■ Exercise material:
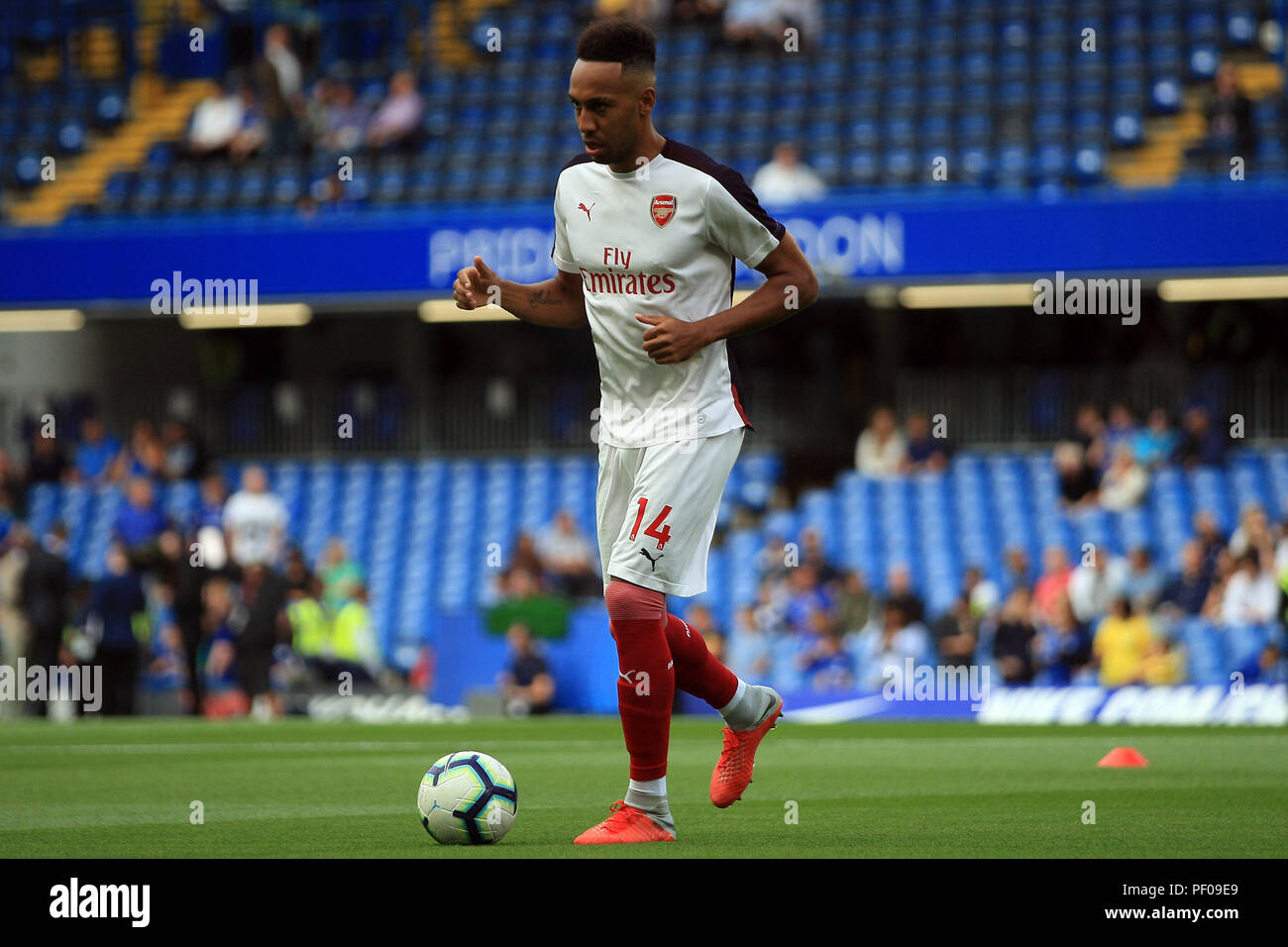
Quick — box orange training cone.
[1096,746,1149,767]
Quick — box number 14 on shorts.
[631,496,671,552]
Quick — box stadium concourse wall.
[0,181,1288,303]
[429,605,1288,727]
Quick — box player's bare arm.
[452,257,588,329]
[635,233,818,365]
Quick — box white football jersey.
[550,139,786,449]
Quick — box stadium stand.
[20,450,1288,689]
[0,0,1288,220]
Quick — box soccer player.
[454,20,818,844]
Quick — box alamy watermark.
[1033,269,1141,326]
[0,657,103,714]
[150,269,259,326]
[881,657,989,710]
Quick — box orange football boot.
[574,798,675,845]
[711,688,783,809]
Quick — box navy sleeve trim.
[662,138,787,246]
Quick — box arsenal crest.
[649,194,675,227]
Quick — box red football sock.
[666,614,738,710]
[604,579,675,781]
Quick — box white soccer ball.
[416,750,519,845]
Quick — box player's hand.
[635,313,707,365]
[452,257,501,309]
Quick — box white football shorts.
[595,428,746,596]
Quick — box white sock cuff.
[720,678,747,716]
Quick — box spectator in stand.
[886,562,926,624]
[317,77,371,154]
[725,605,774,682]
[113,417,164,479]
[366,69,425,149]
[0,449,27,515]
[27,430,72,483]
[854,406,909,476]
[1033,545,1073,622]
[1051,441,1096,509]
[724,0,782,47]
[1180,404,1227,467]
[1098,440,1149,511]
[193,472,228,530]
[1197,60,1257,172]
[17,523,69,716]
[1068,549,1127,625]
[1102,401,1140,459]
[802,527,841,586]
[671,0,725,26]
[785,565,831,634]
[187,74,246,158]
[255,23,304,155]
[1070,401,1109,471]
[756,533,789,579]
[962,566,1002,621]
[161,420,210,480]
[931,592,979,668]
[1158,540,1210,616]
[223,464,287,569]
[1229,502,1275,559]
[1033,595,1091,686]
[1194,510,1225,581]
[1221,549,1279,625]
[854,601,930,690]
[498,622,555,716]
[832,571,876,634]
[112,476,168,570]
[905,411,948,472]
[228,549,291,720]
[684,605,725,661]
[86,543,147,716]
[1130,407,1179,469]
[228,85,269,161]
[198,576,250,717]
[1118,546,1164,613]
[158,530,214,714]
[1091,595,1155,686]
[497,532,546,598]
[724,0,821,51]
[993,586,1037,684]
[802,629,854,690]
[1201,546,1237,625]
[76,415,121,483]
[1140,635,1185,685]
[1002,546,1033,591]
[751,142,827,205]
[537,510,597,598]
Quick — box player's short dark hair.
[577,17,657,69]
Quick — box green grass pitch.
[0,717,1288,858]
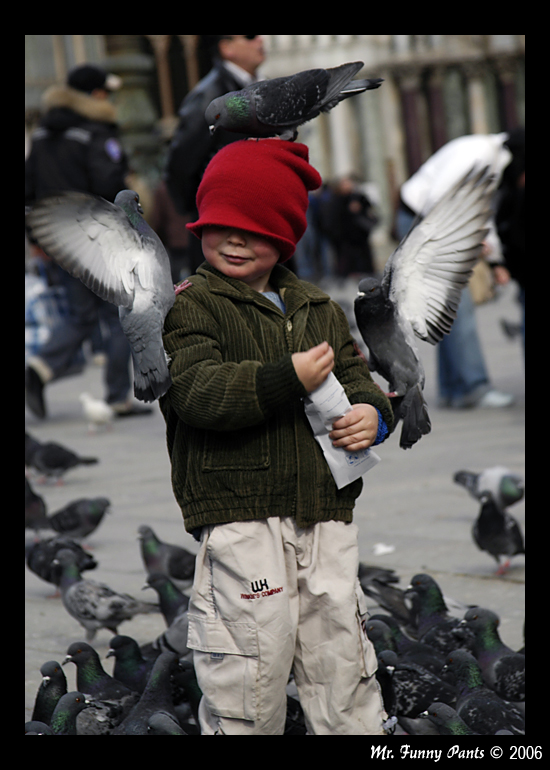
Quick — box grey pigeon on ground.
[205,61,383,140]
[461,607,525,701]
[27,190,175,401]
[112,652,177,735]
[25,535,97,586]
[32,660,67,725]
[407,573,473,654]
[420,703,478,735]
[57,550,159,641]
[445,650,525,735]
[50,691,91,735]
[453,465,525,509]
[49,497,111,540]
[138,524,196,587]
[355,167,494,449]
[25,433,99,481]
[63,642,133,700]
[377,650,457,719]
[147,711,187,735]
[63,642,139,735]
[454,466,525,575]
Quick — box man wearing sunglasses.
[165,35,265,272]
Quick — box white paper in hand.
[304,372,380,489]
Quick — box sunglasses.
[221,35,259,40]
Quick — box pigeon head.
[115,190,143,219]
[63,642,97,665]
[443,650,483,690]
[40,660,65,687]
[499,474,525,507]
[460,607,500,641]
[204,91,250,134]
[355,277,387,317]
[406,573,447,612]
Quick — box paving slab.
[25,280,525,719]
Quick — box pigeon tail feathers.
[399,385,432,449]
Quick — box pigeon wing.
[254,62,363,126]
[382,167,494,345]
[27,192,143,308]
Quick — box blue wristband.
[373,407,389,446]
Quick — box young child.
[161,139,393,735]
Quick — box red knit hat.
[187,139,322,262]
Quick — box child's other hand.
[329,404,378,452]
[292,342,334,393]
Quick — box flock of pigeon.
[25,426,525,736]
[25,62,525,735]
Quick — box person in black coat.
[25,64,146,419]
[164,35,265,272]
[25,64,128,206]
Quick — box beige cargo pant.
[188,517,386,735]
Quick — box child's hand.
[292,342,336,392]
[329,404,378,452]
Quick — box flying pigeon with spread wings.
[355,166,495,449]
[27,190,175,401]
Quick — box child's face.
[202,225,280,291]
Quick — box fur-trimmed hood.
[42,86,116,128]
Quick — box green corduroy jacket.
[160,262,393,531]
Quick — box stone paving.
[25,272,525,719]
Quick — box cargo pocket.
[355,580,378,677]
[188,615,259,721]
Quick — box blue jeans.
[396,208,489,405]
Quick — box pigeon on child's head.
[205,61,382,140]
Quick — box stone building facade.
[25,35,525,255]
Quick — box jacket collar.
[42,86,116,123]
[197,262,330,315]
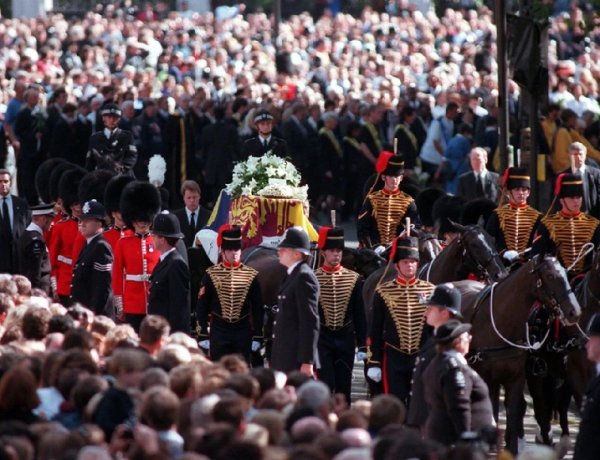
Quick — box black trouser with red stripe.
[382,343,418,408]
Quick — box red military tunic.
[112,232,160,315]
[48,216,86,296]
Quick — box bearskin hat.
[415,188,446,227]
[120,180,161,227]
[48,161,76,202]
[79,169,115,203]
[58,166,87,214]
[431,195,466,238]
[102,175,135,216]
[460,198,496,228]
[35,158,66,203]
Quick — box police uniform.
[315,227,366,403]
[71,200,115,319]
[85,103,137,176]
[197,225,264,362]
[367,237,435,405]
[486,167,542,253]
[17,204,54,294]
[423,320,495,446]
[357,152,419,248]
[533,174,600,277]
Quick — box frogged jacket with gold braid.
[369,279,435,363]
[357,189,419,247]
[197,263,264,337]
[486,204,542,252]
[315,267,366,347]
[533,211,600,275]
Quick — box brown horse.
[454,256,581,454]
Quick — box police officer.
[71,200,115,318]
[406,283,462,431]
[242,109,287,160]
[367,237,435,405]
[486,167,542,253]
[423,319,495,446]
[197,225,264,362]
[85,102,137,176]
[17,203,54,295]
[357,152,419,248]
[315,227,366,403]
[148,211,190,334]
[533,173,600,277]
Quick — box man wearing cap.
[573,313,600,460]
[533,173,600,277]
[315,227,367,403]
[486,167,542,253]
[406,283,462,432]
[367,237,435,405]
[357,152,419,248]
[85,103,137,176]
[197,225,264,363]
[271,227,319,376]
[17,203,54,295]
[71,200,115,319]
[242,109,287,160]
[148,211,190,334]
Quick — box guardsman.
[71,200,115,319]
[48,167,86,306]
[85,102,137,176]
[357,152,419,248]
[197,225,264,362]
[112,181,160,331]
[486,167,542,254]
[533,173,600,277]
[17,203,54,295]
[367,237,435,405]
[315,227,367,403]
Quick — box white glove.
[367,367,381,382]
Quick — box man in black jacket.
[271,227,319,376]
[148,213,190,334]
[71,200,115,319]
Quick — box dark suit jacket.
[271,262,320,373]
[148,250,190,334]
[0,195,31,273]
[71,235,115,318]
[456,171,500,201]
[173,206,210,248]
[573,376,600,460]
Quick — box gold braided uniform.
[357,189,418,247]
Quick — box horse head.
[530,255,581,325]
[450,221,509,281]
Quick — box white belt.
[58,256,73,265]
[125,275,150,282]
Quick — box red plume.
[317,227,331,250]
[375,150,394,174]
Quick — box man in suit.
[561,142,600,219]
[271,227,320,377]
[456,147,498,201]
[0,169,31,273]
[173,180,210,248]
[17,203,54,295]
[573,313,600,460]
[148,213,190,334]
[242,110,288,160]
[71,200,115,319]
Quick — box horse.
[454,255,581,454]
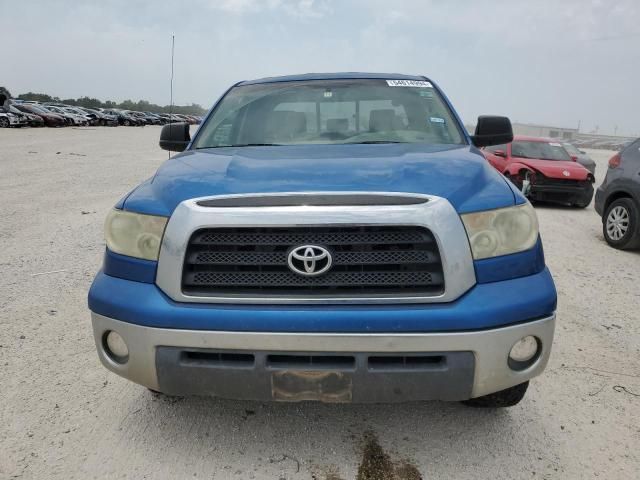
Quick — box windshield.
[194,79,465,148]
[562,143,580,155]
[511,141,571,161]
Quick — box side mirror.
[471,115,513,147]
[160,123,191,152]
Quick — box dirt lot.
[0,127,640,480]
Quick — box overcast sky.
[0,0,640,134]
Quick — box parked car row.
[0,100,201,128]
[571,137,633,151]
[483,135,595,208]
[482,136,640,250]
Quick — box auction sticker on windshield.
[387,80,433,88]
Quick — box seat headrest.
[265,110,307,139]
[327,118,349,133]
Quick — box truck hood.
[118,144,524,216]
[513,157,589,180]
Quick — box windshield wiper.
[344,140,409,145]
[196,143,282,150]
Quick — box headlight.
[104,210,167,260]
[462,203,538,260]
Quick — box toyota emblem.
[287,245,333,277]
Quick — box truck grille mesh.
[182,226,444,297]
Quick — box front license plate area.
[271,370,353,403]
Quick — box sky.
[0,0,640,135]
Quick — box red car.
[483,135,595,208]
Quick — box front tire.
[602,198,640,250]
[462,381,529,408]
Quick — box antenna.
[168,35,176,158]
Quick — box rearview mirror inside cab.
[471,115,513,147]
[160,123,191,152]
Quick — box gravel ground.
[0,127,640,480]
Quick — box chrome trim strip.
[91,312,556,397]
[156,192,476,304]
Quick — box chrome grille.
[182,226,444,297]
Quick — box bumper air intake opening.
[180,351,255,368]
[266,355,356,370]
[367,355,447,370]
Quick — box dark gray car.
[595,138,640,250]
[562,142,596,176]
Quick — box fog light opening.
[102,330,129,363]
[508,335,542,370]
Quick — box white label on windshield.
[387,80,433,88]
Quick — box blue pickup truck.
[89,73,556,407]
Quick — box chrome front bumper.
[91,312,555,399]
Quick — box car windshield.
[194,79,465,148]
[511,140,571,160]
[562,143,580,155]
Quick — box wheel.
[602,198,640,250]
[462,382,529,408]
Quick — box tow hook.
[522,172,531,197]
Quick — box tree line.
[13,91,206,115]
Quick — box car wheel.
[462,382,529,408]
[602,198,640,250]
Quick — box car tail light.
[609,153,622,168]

■ Exercise: Swap "football" for "soccer" in the lines starting at the one that contains "Quick — box alamy watermark." and ending at the one that contains "[720,678,747,716]", and reproduce only those lines with everything else unchanged.

■ Final result:
Quick — box alamy watermark.
[1033,269,1141,326]
[0,657,103,714]
[150,269,259,326]
[881,657,989,710]
Quick — box orange soccer boot.
[574,798,675,845]
[711,688,783,809]
Quick — box navy sleeve trim.
[662,138,787,246]
Quick — box arsenal crest.
[649,194,675,227]
Quick — box red soccer sock.
[666,614,738,710]
[604,579,675,781]
Quick — box white soccer ball.
[416,750,519,845]
Quick — box player's hand.
[635,313,707,365]
[452,257,501,309]
Quick — box white soccer shorts.
[595,428,746,596]
Quick — box white sock cuff.
[720,678,747,716]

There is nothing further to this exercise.